Set exercise a: List every line of the listing below that contains the word "entrance", matching case exactly.

Supplied text:
- - -

Questions about the usefulness of Tinderbox

Hi.

I use DEVONthink to manage my materials and Scrivener and Omni Graffle to organize my thoughts.
I am interested in Tinderbox and am trying the trial version but is there any better features included in this app than the way I am going?

Well, we don’t actually know which way you are going! But I suggest you look at the Tutorials and Examples section of the forum. There is plenty of material there to give you a better picture of what the application will do.

In addition to what @MartinBoycott-Brown suggested, a starter question would be: what’s missing from what you are doing? (Whatever it is you are doing.).

Thanks for answering my question.
I’ll be reading the forum posts for a while.

I’m looking for ways to reduce the burden of processing information, but I’ve found that I’m not at the stage of asking questions yet.

If by “reduce the burden of processing information” you mean some sort of “automation” of the kind provided by DEVONthink’s so-called AI, this is not really what Tinderbox is about. Tinderbox allows you to add a lot of meta-data to your notes, and display them in various ways, but you have to do quite a lot of work yourself.

- - -

Extracted material:
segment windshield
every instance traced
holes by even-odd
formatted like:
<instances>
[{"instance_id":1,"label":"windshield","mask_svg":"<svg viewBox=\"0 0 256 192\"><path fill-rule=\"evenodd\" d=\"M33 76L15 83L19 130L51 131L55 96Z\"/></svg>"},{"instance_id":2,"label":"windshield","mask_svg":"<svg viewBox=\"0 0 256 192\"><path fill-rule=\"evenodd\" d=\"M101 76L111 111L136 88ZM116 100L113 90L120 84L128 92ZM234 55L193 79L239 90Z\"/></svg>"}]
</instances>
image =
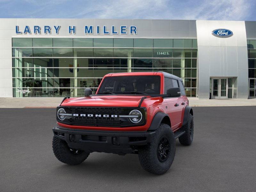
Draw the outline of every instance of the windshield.
<instances>
[{"instance_id":1,"label":"windshield","mask_svg":"<svg viewBox=\"0 0 256 192\"><path fill-rule=\"evenodd\" d=\"M104 79L97 94L160 94L160 76L132 76L108 77Z\"/></svg>"}]
</instances>

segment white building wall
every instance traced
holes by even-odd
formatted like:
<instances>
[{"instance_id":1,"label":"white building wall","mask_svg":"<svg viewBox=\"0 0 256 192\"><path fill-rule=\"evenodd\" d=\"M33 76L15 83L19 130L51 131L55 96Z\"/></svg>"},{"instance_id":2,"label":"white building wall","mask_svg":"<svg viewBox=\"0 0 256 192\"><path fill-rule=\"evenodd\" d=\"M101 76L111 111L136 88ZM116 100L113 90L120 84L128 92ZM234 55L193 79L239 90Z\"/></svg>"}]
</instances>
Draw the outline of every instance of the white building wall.
<instances>
[{"instance_id":1,"label":"white building wall","mask_svg":"<svg viewBox=\"0 0 256 192\"><path fill-rule=\"evenodd\" d=\"M20 31L26 26L29 27L31 34L16 34L15 26ZM34 34L34 26L41 28L41 34ZM58 34L54 32L54 26L60 25ZM85 25L93 26L93 34L84 34ZM103 26L111 31L112 26L117 30L121 26L127 26L127 34L103 34ZM52 27L51 34L45 34L44 26ZM76 34L68 33L68 26L76 26ZM97 26L100 26L100 32L97 34ZM137 27L137 34L130 34L130 26ZM196 38L196 21L159 20L114 20L75 19L0 19L0 97L12 97L12 37L124 37L145 38Z\"/></svg>"},{"instance_id":2,"label":"white building wall","mask_svg":"<svg viewBox=\"0 0 256 192\"><path fill-rule=\"evenodd\" d=\"M248 97L248 63L244 21L196 20L199 98L209 99L210 77L236 77L235 98ZM232 31L227 38L212 35L220 28Z\"/></svg>"}]
</instances>

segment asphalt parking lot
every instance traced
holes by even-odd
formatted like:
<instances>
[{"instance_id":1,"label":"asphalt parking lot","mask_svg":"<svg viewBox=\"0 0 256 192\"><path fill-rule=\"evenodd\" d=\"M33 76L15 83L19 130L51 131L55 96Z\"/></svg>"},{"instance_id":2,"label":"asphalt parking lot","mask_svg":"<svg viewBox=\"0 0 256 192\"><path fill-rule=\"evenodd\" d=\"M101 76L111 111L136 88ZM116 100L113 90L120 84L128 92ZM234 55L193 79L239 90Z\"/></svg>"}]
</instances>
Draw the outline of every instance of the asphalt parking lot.
<instances>
[{"instance_id":1,"label":"asphalt parking lot","mask_svg":"<svg viewBox=\"0 0 256 192\"><path fill-rule=\"evenodd\" d=\"M193 143L177 140L172 166L159 176L133 154L62 164L52 148L55 109L1 108L0 191L255 191L256 106L193 109Z\"/></svg>"}]
</instances>

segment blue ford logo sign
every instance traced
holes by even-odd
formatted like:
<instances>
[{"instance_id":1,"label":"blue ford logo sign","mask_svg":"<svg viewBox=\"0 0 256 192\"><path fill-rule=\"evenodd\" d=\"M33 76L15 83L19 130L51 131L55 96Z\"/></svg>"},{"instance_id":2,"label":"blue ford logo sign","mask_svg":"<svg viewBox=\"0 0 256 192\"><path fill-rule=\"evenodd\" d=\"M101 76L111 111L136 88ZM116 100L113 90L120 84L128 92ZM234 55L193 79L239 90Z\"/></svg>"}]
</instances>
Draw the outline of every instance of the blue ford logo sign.
<instances>
[{"instance_id":1,"label":"blue ford logo sign","mask_svg":"<svg viewBox=\"0 0 256 192\"><path fill-rule=\"evenodd\" d=\"M212 34L219 37L228 37L233 35L233 32L226 29L218 29L212 31Z\"/></svg>"}]
</instances>

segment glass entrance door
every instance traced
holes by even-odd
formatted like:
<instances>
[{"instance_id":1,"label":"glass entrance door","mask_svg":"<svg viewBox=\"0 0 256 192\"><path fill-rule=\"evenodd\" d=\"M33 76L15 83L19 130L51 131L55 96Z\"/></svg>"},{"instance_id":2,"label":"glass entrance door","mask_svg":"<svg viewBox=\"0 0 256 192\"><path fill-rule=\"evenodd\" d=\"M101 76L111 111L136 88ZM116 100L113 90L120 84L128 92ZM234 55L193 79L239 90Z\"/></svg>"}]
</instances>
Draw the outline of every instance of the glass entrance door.
<instances>
[{"instance_id":1,"label":"glass entrance door","mask_svg":"<svg viewBox=\"0 0 256 192\"><path fill-rule=\"evenodd\" d=\"M255 79L249 79L249 89L248 95L249 97L255 97Z\"/></svg>"},{"instance_id":2,"label":"glass entrance door","mask_svg":"<svg viewBox=\"0 0 256 192\"><path fill-rule=\"evenodd\" d=\"M228 99L228 78L212 78L212 99Z\"/></svg>"}]
</instances>

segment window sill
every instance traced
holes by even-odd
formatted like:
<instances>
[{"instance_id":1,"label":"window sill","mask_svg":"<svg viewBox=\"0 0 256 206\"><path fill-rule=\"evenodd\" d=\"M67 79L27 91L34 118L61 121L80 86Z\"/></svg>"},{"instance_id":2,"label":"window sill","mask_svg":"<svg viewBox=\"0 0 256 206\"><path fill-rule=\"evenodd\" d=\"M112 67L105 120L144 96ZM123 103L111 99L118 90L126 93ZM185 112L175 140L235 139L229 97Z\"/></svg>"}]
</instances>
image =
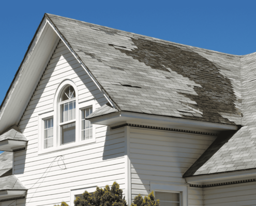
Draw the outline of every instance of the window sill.
<instances>
[{"instance_id":1,"label":"window sill","mask_svg":"<svg viewBox=\"0 0 256 206\"><path fill-rule=\"evenodd\" d=\"M88 144L94 143L96 142L96 140L95 139L92 139L91 140L86 140L81 141L79 142L73 142L72 143L66 144L65 145L60 145L57 147L44 149L41 151L38 151L38 155L45 154L49 153L55 152L56 151L72 149L73 148L80 147Z\"/></svg>"}]
</instances>

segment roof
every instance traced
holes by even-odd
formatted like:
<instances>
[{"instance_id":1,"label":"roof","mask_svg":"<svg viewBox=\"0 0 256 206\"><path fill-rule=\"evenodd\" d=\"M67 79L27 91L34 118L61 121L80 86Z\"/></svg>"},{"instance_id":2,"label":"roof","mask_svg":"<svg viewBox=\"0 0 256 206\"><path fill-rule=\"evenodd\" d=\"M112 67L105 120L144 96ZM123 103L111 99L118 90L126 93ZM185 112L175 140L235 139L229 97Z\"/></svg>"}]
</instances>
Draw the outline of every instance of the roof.
<instances>
[{"instance_id":1,"label":"roof","mask_svg":"<svg viewBox=\"0 0 256 206\"><path fill-rule=\"evenodd\" d=\"M27 188L12 175L13 152L0 154L0 191L4 190L26 190Z\"/></svg>"},{"instance_id":2,"label":"roof","mask_svg":"<svg viewBox=\"0 0 256 206\"><path fill-rule=\"evenodd\" d=\"M27 141L26 137L16 125L12 126L0 135L0 142L6 140Z\"/></svg>"},{"instance_id":3,"label":"roof","mask_svg":"<svg viewBox=\"0 0 256 206\"><path fill-rule=\"evenodd\" d=\"M123 111L242 125L218 138L186 174L256 168L255 53L223 54L45 16L116 107L104 106L91 117Z\"/></svg>"},{"instance_id":4,"label":"roof","mask_svg":"<svg viewBox=\"0 0 256 206\"><path fill-rule=\"evenodd\" d=\"M114 112L117 112L118 111L115 108L113 108L109 103L104 105L103 106L93 112L86 118L89 119L92 118L96 117L105 114L109 114Z\"/></svg>"},{"instance_id":5,"label":"roof","mask_svg":"<svg viewBox=\"0 0 256 206\"><path fill-rule=\"evenodd\" d=\"M239 56L46 15L119 111L241 125Z\"/></svg>"}]
</instances>

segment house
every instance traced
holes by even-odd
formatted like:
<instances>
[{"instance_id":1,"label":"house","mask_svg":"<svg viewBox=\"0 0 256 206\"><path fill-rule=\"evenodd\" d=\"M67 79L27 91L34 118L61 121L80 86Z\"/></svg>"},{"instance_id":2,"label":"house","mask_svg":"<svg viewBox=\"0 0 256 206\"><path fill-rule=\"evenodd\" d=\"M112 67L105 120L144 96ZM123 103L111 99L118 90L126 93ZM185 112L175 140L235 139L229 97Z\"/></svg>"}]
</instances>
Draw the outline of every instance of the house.
<instances>
[{"instance_id":1,"label":"house","mask_svg":"<svg viewBox=\"0 0 256 206\"><path fill-rule=\"evenodd\" d=\"M0 205L256 205L256 53L46 14L0 110ZM2 77L3 78L3 77Z\"/></svg>"}]
</instances>

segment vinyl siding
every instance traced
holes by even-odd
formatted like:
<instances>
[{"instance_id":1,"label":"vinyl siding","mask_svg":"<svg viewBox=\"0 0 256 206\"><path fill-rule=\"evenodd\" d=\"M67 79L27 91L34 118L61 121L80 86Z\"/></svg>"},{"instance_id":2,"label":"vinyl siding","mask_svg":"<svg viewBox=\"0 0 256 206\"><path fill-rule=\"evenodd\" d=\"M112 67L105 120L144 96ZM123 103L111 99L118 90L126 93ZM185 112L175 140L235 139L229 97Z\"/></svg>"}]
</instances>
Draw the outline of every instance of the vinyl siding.
<instances>
[{"instance_id":1,"label":"vinyl siding","mask_svg":"<svg viewBox=\"0 0 256 206\"><path fill-rule=\"evenodd\" d=\"M243 183L204 189L205 206L256 205L256 183Z\"/></svg>"},{"instance_id":2,"label":"vinyl siding","mask_svg":"<svg viewBox=\"0 0 256 206\"><path fill-rule=\"evenodd\" d=\"M188 188L189 206L203 206L203 190L202 188Z\"/></svg>"},{"instance_id":3,"label":"vinyl siding","mask_svg":"<svg viewBox=\"0 0 256 206\"><path fill-rule=\"evenodd\" d=\"M124 128L110 131L109 127L98 126L95 143L38 154L38 115L46 110L53 110L54 94L65 77L75 82L79 103L95 98L98 108L107 102L84 70L61 43L19 125L28 143L26 151L14 153L14 173L29 190L26 200L17 200L17 205L53 206L62 201L70 205L70 188L74 187L104 187L117 181L124 189ZM63 156L64 160L56 159L60 156Z\"/></svg>"},{"instance_id":4,"label":"vinyl siding","mask_svg":"<svg viewBox=\"0 0 256 206\"><path fill-rule=\"evenodd\" d=\"M132 199L139 194L147 195L150 181L185 183L183 174L215 139L211 136L131 127ZM202 195L195 194L193 197L192 191L189 192L192 202L197 202L198 199L197 205L201 205L200 197Z\"/></svg>"}]
</instances>

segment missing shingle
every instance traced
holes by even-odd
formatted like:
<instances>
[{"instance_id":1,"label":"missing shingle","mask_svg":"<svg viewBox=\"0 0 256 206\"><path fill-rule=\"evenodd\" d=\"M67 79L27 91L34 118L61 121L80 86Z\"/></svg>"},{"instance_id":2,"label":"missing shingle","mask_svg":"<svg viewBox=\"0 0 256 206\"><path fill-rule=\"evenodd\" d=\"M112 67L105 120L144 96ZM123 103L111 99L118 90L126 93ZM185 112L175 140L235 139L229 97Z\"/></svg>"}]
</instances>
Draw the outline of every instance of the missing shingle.
<instances>
[{"instance_id":1,"label":"missing shingle","mask_svg":"<svg viewBox=\"0 0 256 206\"><path fill-rule=\"evenodd\" d=\"M112 36L115 36L114 35L113 33L110 33L109 32L107 32L107 31L104 31L106 33L107 33L107 35L112 35Z\"/></svg>"},{"instance_id":2,"label":"missing shingle","mask_svg":"<svg viewBox=\"0 0 256 206\"><path fill-rule=\"evenodd\" d=\"M114 67L113 66L110 66L110 67L111 68L113 68L113 70L121 70L121 71L125 71L125 70L124 70L123 68L122 68Z\"/></svg>"},{"instance_id":3,"label":"missing shingle","mask_svg":"<svg viewBox=\"0 0 256 206\"><path fill-rule=\"evenodd\" d=\"M127 48L127 47L124 46L120 46L120 45L117 45L112 44L109 44L109 45L110 46L119 46L119 47Z\"/></svg>"},{"instance_id":4,"label":"missing shingle","mask_svg":"<svg viewBox=\"0 0 256 206\"><path fill-rule=\"evenodd\" d=\"M124 86L124 87L133 87L134 88L140 88L141 89L141 87L138 87L138 86L133 86L133 85L130 85L130 84L122 84L122 86Z\"/></svg>"}]
</instances>

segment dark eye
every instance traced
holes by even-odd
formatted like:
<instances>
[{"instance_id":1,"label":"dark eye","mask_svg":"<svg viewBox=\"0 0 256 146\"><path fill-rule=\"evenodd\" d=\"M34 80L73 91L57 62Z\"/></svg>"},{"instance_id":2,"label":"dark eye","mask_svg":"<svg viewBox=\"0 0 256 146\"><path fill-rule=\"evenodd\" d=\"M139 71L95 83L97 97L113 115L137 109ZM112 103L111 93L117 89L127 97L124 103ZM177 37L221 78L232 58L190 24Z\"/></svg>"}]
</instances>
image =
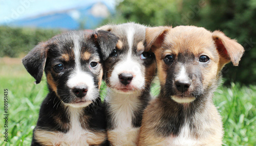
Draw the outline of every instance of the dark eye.
<instances>
[{"instance_id":1,"label":"dark eye","mask_svg":"<svg viewBox=\"0 0 256 146\"><path fill-rule=\"evenodd\" d=\"M144 52L140 55L140 59L143 60L151 57L151 54L148 52Z\"/></svg>"},{"instance_id":2,"label":"dark eye","mask_svg":"<svg viewBox=\"0 0 256 146\"><path fill-rule=\"evenodd\" d=\"M164 61L166 63L168 62L172 62L174 61L174 57L172 55L168 55L165 56L165 58L164 58Z\"/></svg>"},{"instance_id":3,"label":"dark eye","mask_svg":"<svg viewBox=\"0 0 256 146\"><path fill-rule=\"evenodd\" d=\"M208 61L209 61L209 59L210 59L209 58L209 57L208 56L205 56L205 55L202 55L199 58L199 61L201 62L206 62Z\"/></svg>"},{"instance_id":4,"label":"dark eye","mask_svg":"<svg viewBox=\"0 0 256 146\"><path fill-rule=\"evenodd\" d=\"M63 70L63 68L64 68L64 66L62 64L59 63L54 65L54 69L55 69L56 71L61 71Z\"/></svg>"},{"instance_id":5,"label":"dark eye","mask_svg":"<svg viewBox=\"0 0 256 146\"><path fill-rule=\"evenodd\" d=\"M91 63L90 63L90 66L91 67L94 67L96 66L97 65L98 65L98 62L91 62Z\"/></svg>"},{"instance_id":6,"label":"dark eye","mask_svg":"<svg viewBox=\"0 0 256 146\"><path fill-rule=\"evenodd\" d=\"M116 52L116 50L114 49L111 54L110 54L110 56L117 56L117 52Z\"/></svg>"}]
</instances>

- - -

Set exercise b: Please reproduce, word for word, everything in the Tinderbox forum thread above from "I use DEVONthink" down to "I am going?".

Final result a:
segment glass entrance door
[{"instance_id":1,"label":"glass entrance door","mask_svg":"<svg viewBox=\"0 0 256 192\"><path fill-rule=\"evenodd\" d=\"M33 76L15 83L19 130L51 131L55 96Z\"/></svg>"},{"instance_id":2,"label":"glass entrance door","mask_svg":"<svg viewBox=\"0 0 256 192\"><path fill-rule=\"evenodd\" d=\"M101 76L111 111L136 88ZM116 100L113 90L120 84L128 92ZM234 55L193 79L239 90Z\"/></svg>"}]
Draw the outline of every instance of the glass entrance door.
[{"instance_id":1,"label":"glass entrance door","mask_svg":"<svg viewBox=\"0 0 256 192\"><path fill-rule=\"evenodd\" d=\"M255 79L249 79L249 89L248 95L249 97L255 97Z\"/></svg>"},{"instance_id":2,"label":"glass entrance door","mask_svg":"<svg viewBox=\"0 0 256 192\"><path fill-rule=\"evenodd\" d=\"M228 99L228 78L212 78L212 99Z\"/></svg>"}]

Final result b:
I use DEVONthink to manage my materials and Scrivener and Omni Graffle to organize my thoughts.
I am interested in Tinderbox and am trying the trial version but is there any better features included in this app than the way I am going?